═══ Text passage ═══
Suggested addition: generalization of group-by/index-by

weavejester / medley

A lightweight library of useful Clojure functions

Eclipse Public License 1.0

870 stars 67 forks source link

Suggested addition: generalization of group-by/index-by #90

Closed maxrothman closed 6 months ago

maxrothman commented 8 months ago

Not infrequently I find myself wanting to to group a collection with a custom collation. Between medley and clojure.core we already have two functions with hard-coded collations: group-by uses conj on a vector, and index-by uses last-wins collation. Both functions could be implemented in terms of a more general one that also lets devs provide their own collations:

;; Placeholder name, this could even be additional arities of index-by
;; Naive implementation, not optimized
(defn group-with
  "key fn, collating fn, initial value, coll"
  ([kf cf coll]
   (reduce #(let [k (kf %2)]
              (assoc %1 k (if-some [v (get %1 k)] 
                            (cf v %2)
                            %2)))
           {} coll))
  ([kf cf init coll]
   (reduce #(update %1 (kf %2) (fnil cf init) %2) {} coll)))

Here are some usage examples that compare implementations with and without this function:

(def data
  ["apple" "banana" "clojure" "aardvark"])

;; Implementing group-by in terms of group-with
(group-by first data)
(group-with first conj [] data)

;; What if you want to use a different collection type?
(reduce #(update %1 (first %2) (fnil conj #{}) %2) {} data)
(-> (group-by first data) (update-vals set))  ;more clear, but inefficient

(group-with first conj #{} data)

;; First, defining a helper. This might also be a useful addition to medley, I'll file a separate issue if you're interested
(defn unapply
 "The opposite of apply: (unapply f [a b] c d) -> (f a b [c d])"
 [f & args]
  (if (and (vector? (first args)) (seq (rest args)))
    ((apply partial f (first args)) (rest args))
    (f args)))

;; Implementing index-by in terms of group-with
(into {} (map (juxt first identity)) data)
(-> (group-by first data) (update-vals last))  ;more clear, but inefficient
(reduce #(assoc %1 (first %2) %2) {} data)
(m/index-by first data)  ;obviously index-by is the most concise

(group-with first (fn [_ b] b) data)
(group-with first (partial unapply second) data)  ;unapply helps this read a little more clearly

;; What if you want first-wins collation instead of index-by's last-wins collation?
═══
[Given task A]:
Answer these questions about the medley issue, one per line:
(i) Under which license is the library released?
(ii) According to the poster, what collation does group-by use?
(iii) How does the docstring describe the unapply helper?
[Given task B]: Print everything in the medley issue from "((apply partial f" down to "b] b) data)".
[Given task C]: List every string in the data vector defined in the usage examples of the medley issue.
The records that come after the medley issue are not needed here.
═══ Record set ═══
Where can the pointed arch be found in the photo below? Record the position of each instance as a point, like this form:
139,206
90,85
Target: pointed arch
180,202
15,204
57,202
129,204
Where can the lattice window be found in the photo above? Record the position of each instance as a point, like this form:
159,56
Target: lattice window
═══
═══ Record set ═══
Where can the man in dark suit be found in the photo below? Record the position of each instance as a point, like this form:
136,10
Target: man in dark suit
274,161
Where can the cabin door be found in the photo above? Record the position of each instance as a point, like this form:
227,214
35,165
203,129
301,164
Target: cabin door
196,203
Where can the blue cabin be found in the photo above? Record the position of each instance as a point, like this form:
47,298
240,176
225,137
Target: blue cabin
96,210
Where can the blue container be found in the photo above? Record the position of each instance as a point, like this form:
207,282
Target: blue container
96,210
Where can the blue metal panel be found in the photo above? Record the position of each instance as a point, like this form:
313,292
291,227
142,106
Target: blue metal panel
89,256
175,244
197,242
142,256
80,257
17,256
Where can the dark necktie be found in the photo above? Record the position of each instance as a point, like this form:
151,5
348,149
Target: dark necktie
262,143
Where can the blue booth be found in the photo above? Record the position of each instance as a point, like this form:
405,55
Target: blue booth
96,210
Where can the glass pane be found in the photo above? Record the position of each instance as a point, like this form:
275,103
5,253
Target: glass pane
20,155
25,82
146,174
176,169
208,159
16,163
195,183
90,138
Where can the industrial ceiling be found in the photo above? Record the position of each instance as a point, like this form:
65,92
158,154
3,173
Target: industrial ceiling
═══
═══ Record set ═══
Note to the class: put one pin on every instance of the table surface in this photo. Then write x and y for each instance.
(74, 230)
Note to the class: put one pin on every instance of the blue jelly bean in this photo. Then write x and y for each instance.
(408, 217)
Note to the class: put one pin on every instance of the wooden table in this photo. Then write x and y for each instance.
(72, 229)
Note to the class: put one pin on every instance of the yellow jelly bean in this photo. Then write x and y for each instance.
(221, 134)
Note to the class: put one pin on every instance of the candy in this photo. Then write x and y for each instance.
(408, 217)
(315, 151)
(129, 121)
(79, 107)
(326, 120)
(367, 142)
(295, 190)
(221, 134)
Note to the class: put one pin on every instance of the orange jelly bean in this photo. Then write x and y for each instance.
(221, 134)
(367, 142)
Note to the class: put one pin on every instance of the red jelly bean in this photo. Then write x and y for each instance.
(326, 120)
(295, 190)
═══
[Final answer A]:
(i) Eclipse Public License 1.0
(ii) conj on a vector
(iii) The opposite of apply: (unapply f [a b] c d) -> (f a b [c d])

[Final answer B]:
((apply partial f (first args)) (rest args))
    (f args)))

;; Implementing index-by in terms of group-with
(into {} (map (juxt first identity)) data)
(-> (group-by first data) (update-vals last))  ;more clear, but inefficient
(reduce #(assoc %1 (first %2) %2) {} data)
(m/index-by first data)  ;obviously index-by is the most concise

(group-with first (fn [_ b] b) data)

[Final answer C]:
"apple"
"banana"
"clojure"
"aardvark"